■ Work required
Rewrite everything from the start of the items down through the line containing "410;782;570;882", replacing "PixelLocator v2" with "PixelLocator v3" and keeping everything else the same. Leave the pictures out of your answer.

start Extracted records

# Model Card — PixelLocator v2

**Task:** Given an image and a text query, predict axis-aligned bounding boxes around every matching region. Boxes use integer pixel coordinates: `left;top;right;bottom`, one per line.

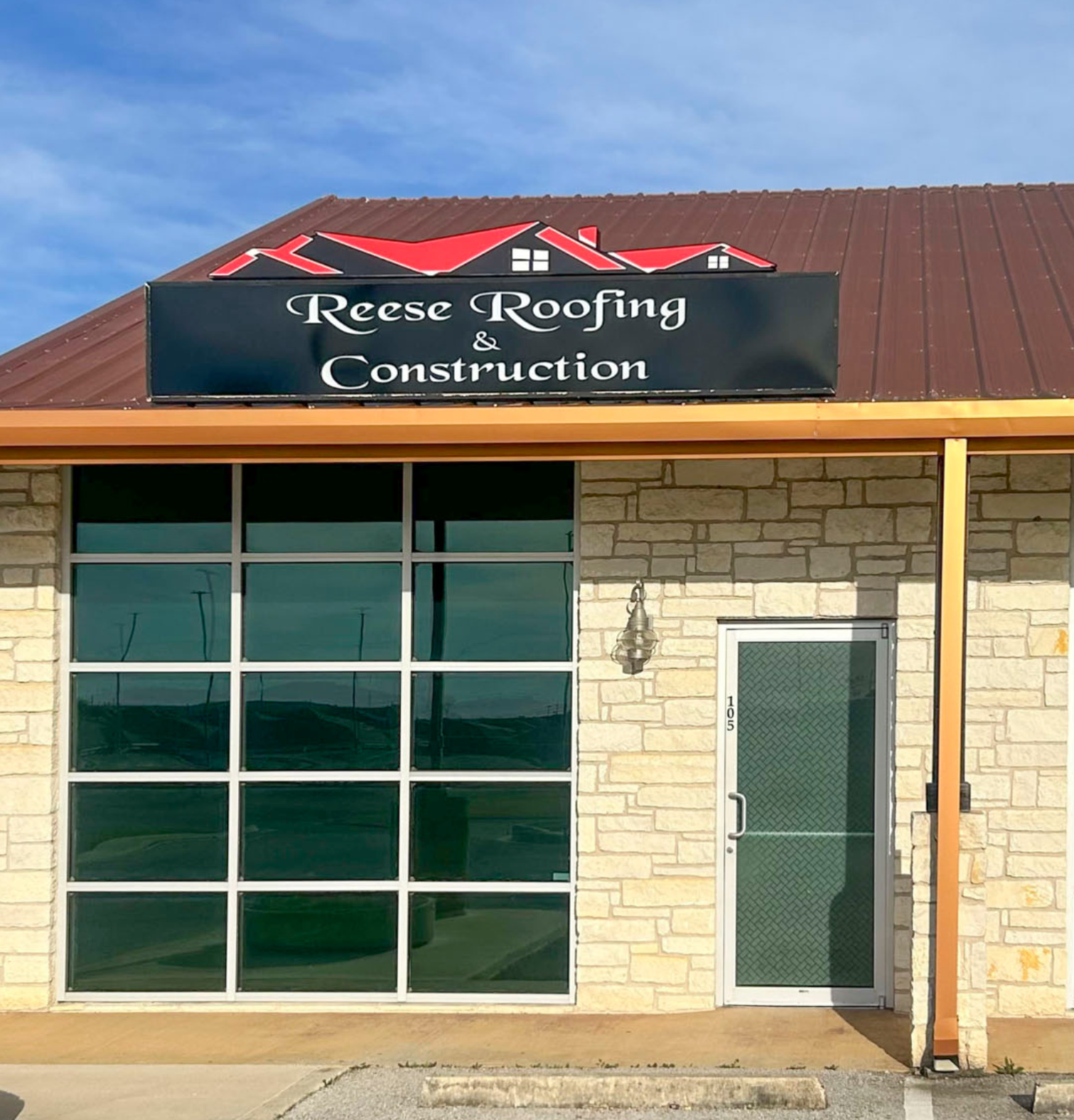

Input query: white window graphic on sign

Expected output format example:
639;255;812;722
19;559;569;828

510;249;549;272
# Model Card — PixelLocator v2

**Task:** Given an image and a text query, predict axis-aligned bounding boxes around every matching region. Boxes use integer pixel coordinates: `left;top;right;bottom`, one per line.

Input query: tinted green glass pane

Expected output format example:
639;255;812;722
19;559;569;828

68;892;227;991
414;562;572;661
70;673;227;771
736;641;876;987
242;462;403;552
70;782;227;882
412;673;571;769
243;563;402;661
738;641;876;832
410;894;570;996
735;838;874;988
240;782;399;879
242;673;399;771
73;563;231;661
239;892;399;991
414;462;574;552
73;464;231;552
410;782;570;882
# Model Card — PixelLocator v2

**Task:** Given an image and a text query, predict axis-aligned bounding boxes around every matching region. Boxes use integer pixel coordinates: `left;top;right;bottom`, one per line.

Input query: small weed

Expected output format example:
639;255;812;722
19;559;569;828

992;1056;1026;1077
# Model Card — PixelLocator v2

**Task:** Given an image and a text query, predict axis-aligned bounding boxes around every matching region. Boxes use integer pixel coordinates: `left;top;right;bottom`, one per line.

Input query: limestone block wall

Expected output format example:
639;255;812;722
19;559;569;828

911;811;988;1070
0;468;60;1009
965;454;1070;1016
578;457;936;1010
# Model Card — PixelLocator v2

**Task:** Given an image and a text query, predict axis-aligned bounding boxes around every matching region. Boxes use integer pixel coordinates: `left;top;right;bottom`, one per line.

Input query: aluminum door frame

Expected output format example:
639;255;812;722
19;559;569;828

716;619;895;1007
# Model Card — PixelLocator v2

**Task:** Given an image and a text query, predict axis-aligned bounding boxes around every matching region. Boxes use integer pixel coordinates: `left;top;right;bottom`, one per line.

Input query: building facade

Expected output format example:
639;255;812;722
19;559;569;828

0;188;1074;1066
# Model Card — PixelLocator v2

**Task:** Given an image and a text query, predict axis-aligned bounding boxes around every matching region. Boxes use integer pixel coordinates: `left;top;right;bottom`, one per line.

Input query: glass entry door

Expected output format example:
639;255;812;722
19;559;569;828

722;623;891;1007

end Extracted records

■ Full response
# Model Card — PixelLocator v3

**Task:** Given an image and a text query, predict axis-aligned bounding boxes around every matching region. Boxes use integer pixel coordinates: `left;top;right;bottom`, one per line.


Input query: white window graphic on sign

Expected output format example:
639;255;812;722
19;559;569;828

510;249;549;272
# Model Card — PixelLocator v3

**Task:** Given an image and a text query, predict axis-aligned bounding boxes around every matching region. Boxes use integer pixel coordinates: `left;top;right;bottom`, one per line.

Input query: tinted green glass pane

Expected output format example:
639;255;812;722
19;559;569;828

68;892;227;991
414;562;572;661
70;673;227;771
736;641;876;987
242;462;403;552
70;782;227;882
412;673;571;769
243;563;402;661
738;641;876;832
410;894;570;996
735;838;874;988
240;782;399;879
242;673;399;771
73;563;231;661
239;892;399;991
414;462;574;552
73;464;231;552
410;782;570;882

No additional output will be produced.